*YOUR OBJECTIVE:*
Pictures stay out; please output the remaining data exactly.

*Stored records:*
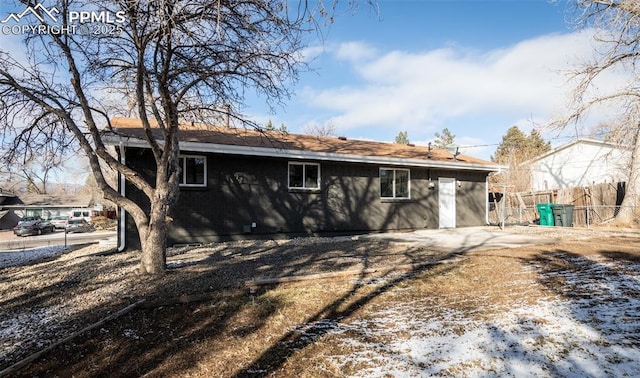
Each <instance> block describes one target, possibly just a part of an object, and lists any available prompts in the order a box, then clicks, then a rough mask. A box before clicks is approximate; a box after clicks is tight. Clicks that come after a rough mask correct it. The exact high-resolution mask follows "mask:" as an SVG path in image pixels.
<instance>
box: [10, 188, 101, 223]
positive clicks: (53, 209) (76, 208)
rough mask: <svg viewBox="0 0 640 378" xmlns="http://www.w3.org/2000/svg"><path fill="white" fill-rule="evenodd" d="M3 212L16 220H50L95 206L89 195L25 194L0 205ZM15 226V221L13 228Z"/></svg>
mask: <svg viewBox="0 0 640 378" xmlns="http://www.w3.org/2000/svg"><path fill="white" fill-rule="evenodd" d="M0 206H2V208H3V209H4V210H5V211H11V212H12V213H13V214H15V215H16V216H17V218H16V219H19V218H22V217H26V216H39V217H41V218H43V219H50V218H53V217H55V216H58V215H69V214H70V211H71V210H73V209H84V210H87V211H88V210H90V209H93V207H94V206H95V201H94V199H93V196H91V195H77V196H69V195H52V194H27V195H21V196H20V197H19V198H17V201H14V203H11V204H3V205H0ZM16 224H17V220H16V221H15V223H13V225H12V226H11V227H13V226H15V225H16Z"/></svg>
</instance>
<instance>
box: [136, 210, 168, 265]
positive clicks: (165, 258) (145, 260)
mask: <svg viewBox="0 0 640 378" xmlns="http://www.w3.org/2000/svg"><path fill="white" fill-rule="evenodd" d="M152 218H153V217H152ZM152 222H153V223H151V225H150V226H149V227H148V229H147V231H146V233H144V235H143V233H142V232H141V233H140V237H141V239H142V240H141V245H142V256H141V259H140V273H141V274H154V275H158V274H163V273H164V272H165V268H166V262H167V254H166V250H167V246H166V239H167V222H166V220H164V216H163V219H162V220H159V219H156V220H155V222H154V221H152Z"/></svg>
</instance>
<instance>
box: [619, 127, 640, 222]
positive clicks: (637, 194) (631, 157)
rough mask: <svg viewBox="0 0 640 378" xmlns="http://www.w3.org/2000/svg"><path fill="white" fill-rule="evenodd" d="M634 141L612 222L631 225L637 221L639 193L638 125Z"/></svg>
mask: <svg viewBox="0 0 640 378" xmlns="http://www.w3.org/2000/svg"><path fill="white" fill-rule="evenodd" d="M634 139H635V141H634V144H633V148H632V149H631V161H630V162H629V177H628V179H627V183H626V186H625V188H624V189H625V190H624V198H623V199H622V204H621V205H620V211H619V212H618V214H617V215H616V219H615V221H614V222H613V223H614V224H617V225H621V226H632V225H634V224H635V223H636V222H637V221H638V211H637V206H638V200H639V198H638V193H640V125H638V126H637V127H636V130H635V138H634Z"/></svg>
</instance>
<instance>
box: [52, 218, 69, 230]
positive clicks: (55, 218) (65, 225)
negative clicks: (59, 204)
mask: <svg viewBox="0 0 640 378" xmlns="http://www.w3.org/2000/svg"><path fill="white" fill-rule="evenodd" d="M68 221H69V217H68V216H66V215H59V216H57V217H53V218H51V220H50V221H49V223H51V224H52V225H53V226H54V227H55V228H60V229H63V230H64V229H65V228H67V222H68Z"/></svg>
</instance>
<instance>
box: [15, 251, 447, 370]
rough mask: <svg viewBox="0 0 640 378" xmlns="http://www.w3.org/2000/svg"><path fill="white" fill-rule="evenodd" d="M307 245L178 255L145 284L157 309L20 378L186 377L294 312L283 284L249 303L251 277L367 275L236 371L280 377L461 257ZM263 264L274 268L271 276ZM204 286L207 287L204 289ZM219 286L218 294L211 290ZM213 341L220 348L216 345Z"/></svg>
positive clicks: (251, 295)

*SOLUTION TO THIS PROBLEM:*
Each <instance> block describes one target, possibly just a part of an object, and lists any available prompts in the order a box, then clicks, then a rough mask. A box before clicks is approximate; a box after clicks is tight. Clicks that come after a rough mask correct it. The exact high-resolution mask follows "mask:" as an SVG path in image pixels.
<instance>
box: [10, 188, 101, 223]
positive clicks: (53, 209) (76, 208)
rough mask: <svg viewBox="0 0 640 378" xmlns="http://www.w3.org/2000/svg"><path fill="white" fill-rule="evenodd" d="M3 212L16 220H50L95 206L89 195L25 194L0 205ZM15 226V221L13 228Z"/></svg>
mask: <svg viewBox="0 0 640 378" xmlns="http://www.w3.org/2000/svg"><path fill="white" fill-rule="evenodd" d="M0 206H2V208H3V209H4V210H5V211H11V212H12V213H13V214H15V215H16V216H17V218H16V219H19V218H22V217H26V216H39V217H41V218H43V219H50V218H53V217H55V216H58V215H69V214H70V211H71V210H73V209H84V210H87V211H88V210H90V209H93V207H94V206H95V201H94V199H93V196H91V195H77V196H69V195H52V194H27V195H21V196H20V197H19V198H17V201H14V203H11V204H3V205H0ZM16 224H17V220H16V221H15V223H13V225H12V226H11V227H13V226H15V225H16Z"/></svg>
</instance>
<instance>
box: [136, 210, 168, 265]
positive clicks: (165, 258) (145, 260)
mask: <svg viewBox="0 0 640 378" xmlns="http://www.w3.org/2000/svg"><path fill="white" fill-rule="evenodd" d="M152 218H153V217H152ZM152 222H153V223H151V225H150V226H149V227H148V229H147V231H146V233H144V235H143V233H142V232H141V233H140V237H141V239H142V240H141V245H142V256H141V259H140V273H141V274H154V275H158V274H163V273H164V272H165V268H166V262H167V254H166V250H167V246H166V239H167V222H166V220H164V216H163V219H162V220H159V219H156V220H155V222H154V221H152Z"/></svg>
</instance>
<instance>
box: [619, 127, 640, 222]
positive clicks: (637, 194) (631, 157)
rough mask: <svg viewBox="0 0 640 378" xmlns="http://www.w3.org/2000/svg"><path fill="white" fill-rule="evenodd" d="M634 141L612 222L631 225L637 221L639 193L638 125Z"/></svg>
mask: <svg viewBox="0 0 640 378" xmlns="http://www.w3.org/2000/svg"><path fill="white" fill-rule="evenodd" d="M634 139H635V141H634V144H633V148H632V149H631V161H630V162H629V177H628V179H627V183H626V186H625V188H624V189H625V190H624V198H623V199H622V204H621V205H620V211H619V212H618V214H617V215H616V219H615V221H614V222H613V223H614V224H617V225H621V226H632V225H634V224H635V223H636V222H637V221H638V211H637V206H638V200H639V198H638V193H640V125H638V126H637V127H636V130H635V138H634Z"/></svg>
</instance>
<instance>
box: [52, 218, 69, 230]
positive clicks: (55, 218) (65, 225)
negative clicks: (59, 204)
mask: <svg viewBox="0 0 640 378" xmlns="http://www.w3.org/2000/svg"><path fill="white" fill-rule="evenodd" d="M68 221H69V217H68V216H66V215H59V216H57V217H53V218H51V220H50V221H49V223H51V224H52V225H53V226H54V227H55V228H60V229H63V230H64V229H65V228H67V222H68Z"/></svg>
</instance>
<instance>
box: [15, 251, 447, 370]
rough mask: <svg viewBox="0 0 640 378" xmlns="http://www.w3.org/2000/svg"><path fill="white" fill-rule="evenodd" d="M307 245L178 255L145 284L157 309L20 378L186 377L294 312L283 284L249 303L251 277L367 275L236 371L280 377L461 257ZM263 264L274 268L271 276ZM204 286L207 287L204 289ZM219 286L218 294L211 290ZM213 341L220 348L216 345Z"/></svg>
positive clicks: (251, 295)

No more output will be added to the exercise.